= Problem details =
Exactly as written, write out the lines below from the first to the one containing "Target: scrap wood", inclusive. Pictures do not belong in the copy.

= Source data =
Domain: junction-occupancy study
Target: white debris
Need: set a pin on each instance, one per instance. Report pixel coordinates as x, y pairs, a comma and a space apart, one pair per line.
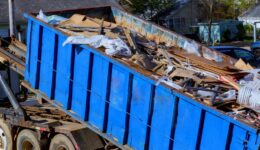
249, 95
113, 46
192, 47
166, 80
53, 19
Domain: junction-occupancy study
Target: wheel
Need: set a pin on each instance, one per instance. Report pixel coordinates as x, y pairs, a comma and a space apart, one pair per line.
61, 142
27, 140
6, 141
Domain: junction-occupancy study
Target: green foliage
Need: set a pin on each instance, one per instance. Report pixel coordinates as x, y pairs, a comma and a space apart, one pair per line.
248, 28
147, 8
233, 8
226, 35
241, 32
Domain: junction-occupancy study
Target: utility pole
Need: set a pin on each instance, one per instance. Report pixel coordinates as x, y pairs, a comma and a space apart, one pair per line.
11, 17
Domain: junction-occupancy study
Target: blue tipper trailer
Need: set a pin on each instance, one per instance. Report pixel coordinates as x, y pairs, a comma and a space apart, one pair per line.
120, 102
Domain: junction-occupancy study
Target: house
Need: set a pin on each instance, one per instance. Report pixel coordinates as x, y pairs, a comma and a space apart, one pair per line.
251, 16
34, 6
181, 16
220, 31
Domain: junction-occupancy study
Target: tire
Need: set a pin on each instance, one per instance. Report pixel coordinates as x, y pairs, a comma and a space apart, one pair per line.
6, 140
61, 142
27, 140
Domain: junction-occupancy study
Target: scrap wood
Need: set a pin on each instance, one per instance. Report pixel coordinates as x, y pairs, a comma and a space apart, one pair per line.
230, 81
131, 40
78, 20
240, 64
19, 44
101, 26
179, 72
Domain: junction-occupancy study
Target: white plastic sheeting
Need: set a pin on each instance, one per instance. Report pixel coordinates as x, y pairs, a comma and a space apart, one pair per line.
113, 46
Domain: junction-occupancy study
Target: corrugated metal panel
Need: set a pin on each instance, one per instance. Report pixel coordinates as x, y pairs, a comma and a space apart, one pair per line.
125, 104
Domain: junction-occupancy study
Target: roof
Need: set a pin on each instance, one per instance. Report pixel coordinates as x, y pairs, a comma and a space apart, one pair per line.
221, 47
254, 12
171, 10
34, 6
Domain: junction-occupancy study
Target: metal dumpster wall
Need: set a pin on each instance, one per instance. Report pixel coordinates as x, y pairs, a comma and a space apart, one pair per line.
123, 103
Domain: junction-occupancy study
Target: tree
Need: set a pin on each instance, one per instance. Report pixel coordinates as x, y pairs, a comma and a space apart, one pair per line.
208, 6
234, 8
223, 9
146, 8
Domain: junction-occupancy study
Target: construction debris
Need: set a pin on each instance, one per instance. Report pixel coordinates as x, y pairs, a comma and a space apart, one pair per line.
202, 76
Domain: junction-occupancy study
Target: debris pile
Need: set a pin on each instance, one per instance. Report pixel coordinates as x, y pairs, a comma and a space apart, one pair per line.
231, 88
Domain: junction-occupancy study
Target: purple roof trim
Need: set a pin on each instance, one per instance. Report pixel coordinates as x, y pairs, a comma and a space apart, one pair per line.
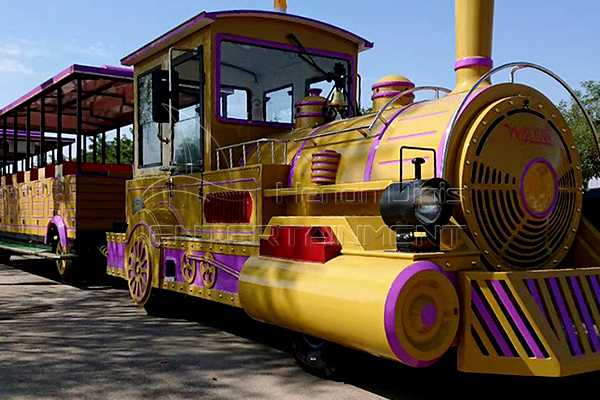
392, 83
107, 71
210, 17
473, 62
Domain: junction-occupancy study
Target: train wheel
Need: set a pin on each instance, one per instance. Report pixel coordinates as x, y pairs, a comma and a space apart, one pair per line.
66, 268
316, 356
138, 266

= Exercise solution =
Domain: junction-occupancy study
Target: white debris
Need: set a pin on each instance, one per instance. Report pixel coordinates as x, y pairs, a comma and a space apart, one pair per line.
249, 95
113, 46
192, 47
166, 80
53, 19
Domain: junction-occupancy study
Target: wheel
Need: set a pin on each instance, one per instance. Report pixel coordinates as x, y pairs, a comma and a space apart, one pair per line.
61, 142
27, 140
6, 141
Domain: junction-occupancy study
Target: green foliage
Need: set a pin on each instance, one per instance. Report pixel coordinates as x, y pairs, a comma and a space apart, one pair per line.
248, 28
147, 8
233, 8
226, 35
241, 32
Domain: junction-occupancy study
Target: utility pole
Need: set a pin on each instance, one per instance. Report pixel coordinates as x, y pairs, a comma and a space apart, one pair per line.
11, 17
Domain: junction-occupancy study
Target: blue tipper trailer
Need: set a pin on each instance, one per instance. Report pixel coordinates as x, y pairs, a comma and a space apart, one pair per line.
120, 102
Domain: junction-occupancy study
Target: house
Need: set a pin on each instance, one per instance. Report pixel coordinates as x, y pairs, a comma and a space apart, one pair per line.
251, 16
34, 6
181, 16
220, 31
Domain: junction-occupancy study
Target: tire
Need: set a pin on each instance, one per instance. Report pixel coordinates as x, y pairs, a comma and a space apart, one pair per line.
6, 140
61, 142
27, 140
Domain: junction-occupancy study
Target: scrap wood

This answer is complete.